* **Text segment**

----

Now that Harvey Weinstein has left Miramax, the distribution company he founded in 1979 and sold to Disney in 1993, he has truly grandiose plans for his new vehicle, the Weinstein Company. Together with his brother Bob, he plans to build a giant “multimedia company, just like we have always wanted.” This summer, he formulated a business plan that stipulates a capital investment of three-quarters of a billion dollars, which would make the Weinstein Company one of the richest independent movie companies in America. So far, according to an SEC filing on Oct. 5, Weinstein has raised $230.5 million in equity. While rounding up the rest, he can borrow up to $150 million in bridge loans from a Goldman Sachs affiliate.
Harvey’s charming of Wall Street is no doubt helped by his image as a ruthlessly successful mogul, an image that he has brilliantly engineered over the years. Even stories about his cruel treatment of others have become part of the legend. When Ken Auletta asked Harvey about his reputation in a New Yorker profile, he replied: “It’s brutal to tell the truth in an industry where everyone lies.” The “truth” according to Weinstein was relatively simple: Miramax was an enormously lucrative movie company that not only yielded Disney a double-digit rate of return on its films but, in recent years, accounted for most of Disney’s profits.
Disney now has a different take on Weinstein’s success story. With the help of an internal audit, Disney has found that Miramax’s financial picture was far less rosy than Weinstein painted it. In fact, rather than buoying Disney’s profits, Miramax was hemorrhaging rivers of red ink. This reversal of fortune proceeds from a loophole in the original deal that Jeffrey Katzenberg, then Disney’s studio head, negotiated with Weinstein in 1993. (That was the year Disney bought Miramax for $70 million.) The Weinsteins had demonstrated a superb gift for finding, shaping, and marketing independent films like sex, lies, and videotape and The Crying Game. To give the brothers a powerful incentive to ferret out similar arty winners, Disney agreed to give them a performance bonus of between 30 percent and 35 percent of their film profits, a bonus that would be calculated each fiscal year.

----

[Lines of data]
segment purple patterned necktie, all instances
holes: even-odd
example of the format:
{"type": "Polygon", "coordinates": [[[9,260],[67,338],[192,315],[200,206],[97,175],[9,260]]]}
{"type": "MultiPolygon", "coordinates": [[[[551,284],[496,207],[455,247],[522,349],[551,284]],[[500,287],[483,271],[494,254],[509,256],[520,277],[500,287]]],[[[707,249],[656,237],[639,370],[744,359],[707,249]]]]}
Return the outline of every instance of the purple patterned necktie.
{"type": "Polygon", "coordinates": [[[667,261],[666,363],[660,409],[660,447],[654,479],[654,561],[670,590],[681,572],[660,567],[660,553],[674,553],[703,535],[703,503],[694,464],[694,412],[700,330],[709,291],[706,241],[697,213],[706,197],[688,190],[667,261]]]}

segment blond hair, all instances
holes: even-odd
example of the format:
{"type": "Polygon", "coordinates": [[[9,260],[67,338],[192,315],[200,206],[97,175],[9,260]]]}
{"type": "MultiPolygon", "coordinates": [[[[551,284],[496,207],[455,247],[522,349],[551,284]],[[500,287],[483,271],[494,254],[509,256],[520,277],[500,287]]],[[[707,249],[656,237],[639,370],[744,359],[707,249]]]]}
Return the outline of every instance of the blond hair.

----

* **Actions to take**
a) Write out the passage about Harvey Weinstein and Miramax word for word, everything from "Disney now has" down to "each fiscal year.".
b) In the passage about Harvey Weinstein and Miramax, how much did Disney pay to buy Miramax?

* **Answers below**
a)
Disney now has a different take on Weinstein’s success story. With the help of an internal audit, Disney has found that Miramax’s financial picture was far less rosy than Weinstein painted it. In fact, rather than buoying Disney’s profits, Miramax was hemorrhaging rivers of red ink. This reversal of fortune proceeds from a loophole in the original deal that Jeffrey Katzenberg, then Disney’s studio head, negotiated with Weinstein in 1993. (That was the year Disney bought Miramax for $70 million.) The Weinsteins had demonstrated a superb gift for finding, shaping, and marketing independent films like sex, lies, and videotape and The Crying Game. To give the brothers a powerful incentive to ferret out similar arty winners, Disney agreed to give them a performance bonus of between 30 percent and 35 percent of their film profits, a bonus that would be calculated each fiscal year.

b) $70 million